* **Stated problem A**
In the passage on Tallensi sections, what are the two major categories of formal relations among the Tallensi?
* **Stated problem B**
List every kind of family member that the passage on Tallensi sections mentions.
* **Stated problem C**
Please extract the part of the passage on Tallensi sections starting with "Reciprocity is one" and going on through "Chapter 7, below.".

* **Reading passage**
■ ■ ■ ■ ■ ■ ■
The Section: With sections we move into the range of major segments, apparently fixed structurally over a long duration, and within which the relations of component corporations are primarily formal and representative, rather than based on a high density of inter personal bonds:
Beyond this range [the dug], in the zone of section relations and in that a clanship, corporate unit and solidarity tend to be a function of politico-ritual interdependence and of a balance between the competitive interests and the obligatory bonds of reciprocity of the major segments of the clan. (1945, p. 204)
Reciprocity is one of the two major categories of formal relations among the Tallensi, the other being mutuality. Reciprocity of course implies the greater distancing and the greater formal control over the vicissitudes of the relationship. Within the family, for example, fathers and sons relate with reciprocity, while brothers relate to each other through mutuality in such matters as small loans (see below). In the lineage framework, then, it is through the range of intermediate lineages that the degree of mutuality with regard to common interests is attenuated, so that by the level of the section reciprocity is dominant. We shall consider the implications of this for collective decision-making in Chapter 7, below.
■ ■ ■ ■ ■ ■ ■
* **Source excerpt**
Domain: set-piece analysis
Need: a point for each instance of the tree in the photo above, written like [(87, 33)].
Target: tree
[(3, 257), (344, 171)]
■ ■ ■ ■ ■ ■ ■
* **Exercise solution A**
Reciprocity and mutuality.

* **Exercise solution B**
Fathers, sons, brothers

* **Exercise solution C**
Reciprocity is one of the two major categories of formal relations among the Tallensi, the other being mutuality. Reciprocity of course implies the greater distancing and the greater formal control over the vicissitudes of the relationship. Within the family, for example, fathers and sons relate with reciprocity, while brothers relate to each other through mutuality in such matters as small loans (see below). In the lineage framework, then, it is through the range of intermediate lineages that the degree of mutuality with regard to common interests is attenuated, so that by the level of the section reciprocity is dominant. We shall consider the implications of this for collective decision-making in Chapter 7, below.